* [Exercise details] Extract every line of the items below that contains the string "sleeve". Matching is case-sensitive.

* [Material for this task]

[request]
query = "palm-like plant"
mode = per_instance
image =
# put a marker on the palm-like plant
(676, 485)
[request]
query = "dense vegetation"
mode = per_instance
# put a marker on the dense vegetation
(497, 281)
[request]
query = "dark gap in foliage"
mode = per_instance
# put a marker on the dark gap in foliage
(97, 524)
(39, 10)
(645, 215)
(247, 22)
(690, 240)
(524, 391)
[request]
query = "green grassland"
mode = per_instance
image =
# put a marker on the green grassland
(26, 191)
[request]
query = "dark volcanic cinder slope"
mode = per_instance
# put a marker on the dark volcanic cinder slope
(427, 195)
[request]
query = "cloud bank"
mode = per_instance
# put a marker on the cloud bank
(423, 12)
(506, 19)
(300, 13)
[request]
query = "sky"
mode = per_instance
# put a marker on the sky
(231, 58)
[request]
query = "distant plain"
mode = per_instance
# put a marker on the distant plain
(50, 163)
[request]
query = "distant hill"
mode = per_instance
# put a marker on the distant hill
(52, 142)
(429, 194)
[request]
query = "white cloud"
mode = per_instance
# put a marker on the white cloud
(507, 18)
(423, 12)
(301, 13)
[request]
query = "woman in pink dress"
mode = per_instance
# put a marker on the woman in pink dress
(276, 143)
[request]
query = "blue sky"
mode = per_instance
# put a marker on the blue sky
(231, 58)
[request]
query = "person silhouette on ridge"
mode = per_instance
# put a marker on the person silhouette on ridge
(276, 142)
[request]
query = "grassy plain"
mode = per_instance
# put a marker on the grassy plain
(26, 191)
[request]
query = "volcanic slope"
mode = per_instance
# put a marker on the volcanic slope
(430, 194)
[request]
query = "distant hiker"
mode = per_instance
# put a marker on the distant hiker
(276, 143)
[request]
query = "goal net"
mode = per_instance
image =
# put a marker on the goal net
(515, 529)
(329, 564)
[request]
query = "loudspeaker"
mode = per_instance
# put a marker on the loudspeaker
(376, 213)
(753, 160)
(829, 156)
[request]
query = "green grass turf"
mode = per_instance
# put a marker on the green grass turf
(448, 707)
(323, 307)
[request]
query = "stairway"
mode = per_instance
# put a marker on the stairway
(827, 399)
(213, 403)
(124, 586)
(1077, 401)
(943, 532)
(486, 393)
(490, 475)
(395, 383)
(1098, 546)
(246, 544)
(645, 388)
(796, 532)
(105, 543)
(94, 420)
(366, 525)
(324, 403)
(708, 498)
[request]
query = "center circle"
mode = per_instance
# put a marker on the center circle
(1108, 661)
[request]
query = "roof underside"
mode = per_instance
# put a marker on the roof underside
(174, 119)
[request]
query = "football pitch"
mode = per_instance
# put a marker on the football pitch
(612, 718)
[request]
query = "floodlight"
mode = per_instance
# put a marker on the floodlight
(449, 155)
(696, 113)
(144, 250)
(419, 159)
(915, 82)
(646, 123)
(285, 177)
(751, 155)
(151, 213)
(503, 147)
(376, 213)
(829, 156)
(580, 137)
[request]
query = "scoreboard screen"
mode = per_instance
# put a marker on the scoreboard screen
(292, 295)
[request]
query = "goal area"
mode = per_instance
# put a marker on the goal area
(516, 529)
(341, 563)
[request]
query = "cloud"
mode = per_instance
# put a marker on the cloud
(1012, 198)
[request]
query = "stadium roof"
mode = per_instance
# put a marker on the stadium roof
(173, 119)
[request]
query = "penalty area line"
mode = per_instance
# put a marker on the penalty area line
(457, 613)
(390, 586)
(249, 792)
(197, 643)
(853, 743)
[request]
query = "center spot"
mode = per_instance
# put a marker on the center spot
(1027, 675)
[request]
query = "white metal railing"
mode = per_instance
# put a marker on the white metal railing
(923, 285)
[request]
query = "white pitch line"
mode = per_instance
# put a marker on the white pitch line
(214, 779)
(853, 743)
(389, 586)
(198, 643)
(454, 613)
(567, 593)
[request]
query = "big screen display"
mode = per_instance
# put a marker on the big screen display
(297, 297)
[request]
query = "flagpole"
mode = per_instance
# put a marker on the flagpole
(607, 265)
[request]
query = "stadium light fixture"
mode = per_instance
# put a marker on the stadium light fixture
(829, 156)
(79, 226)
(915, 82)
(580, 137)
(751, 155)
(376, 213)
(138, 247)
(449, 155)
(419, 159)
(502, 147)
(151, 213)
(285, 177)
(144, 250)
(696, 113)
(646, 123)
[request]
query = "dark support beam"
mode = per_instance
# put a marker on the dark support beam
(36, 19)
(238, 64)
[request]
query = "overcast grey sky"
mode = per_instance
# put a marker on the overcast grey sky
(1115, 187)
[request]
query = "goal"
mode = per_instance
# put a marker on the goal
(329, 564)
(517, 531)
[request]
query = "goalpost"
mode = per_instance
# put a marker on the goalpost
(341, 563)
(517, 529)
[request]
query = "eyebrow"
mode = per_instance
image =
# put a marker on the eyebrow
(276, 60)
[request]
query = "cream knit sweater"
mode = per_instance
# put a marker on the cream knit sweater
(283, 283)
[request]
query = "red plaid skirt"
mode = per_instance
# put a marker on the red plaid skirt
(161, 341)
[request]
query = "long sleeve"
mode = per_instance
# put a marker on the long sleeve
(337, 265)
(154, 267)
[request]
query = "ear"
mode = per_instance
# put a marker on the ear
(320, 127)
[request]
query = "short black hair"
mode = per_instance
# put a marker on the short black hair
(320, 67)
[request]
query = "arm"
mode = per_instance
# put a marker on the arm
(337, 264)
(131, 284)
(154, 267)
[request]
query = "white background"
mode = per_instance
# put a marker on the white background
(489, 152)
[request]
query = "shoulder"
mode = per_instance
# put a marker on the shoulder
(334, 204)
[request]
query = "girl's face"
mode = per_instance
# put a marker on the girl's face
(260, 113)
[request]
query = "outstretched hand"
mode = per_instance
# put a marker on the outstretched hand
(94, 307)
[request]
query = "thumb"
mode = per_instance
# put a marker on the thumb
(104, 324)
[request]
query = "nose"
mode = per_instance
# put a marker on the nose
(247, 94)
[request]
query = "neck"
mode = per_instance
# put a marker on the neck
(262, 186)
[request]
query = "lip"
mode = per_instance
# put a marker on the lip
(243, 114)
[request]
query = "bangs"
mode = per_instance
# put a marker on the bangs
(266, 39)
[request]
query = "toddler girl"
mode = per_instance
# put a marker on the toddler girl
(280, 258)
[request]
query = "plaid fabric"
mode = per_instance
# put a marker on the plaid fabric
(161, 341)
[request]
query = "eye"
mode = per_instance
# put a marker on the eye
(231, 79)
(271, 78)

* [Solution for this task]
query = "long sleeve"
# put a marker on the long sleeve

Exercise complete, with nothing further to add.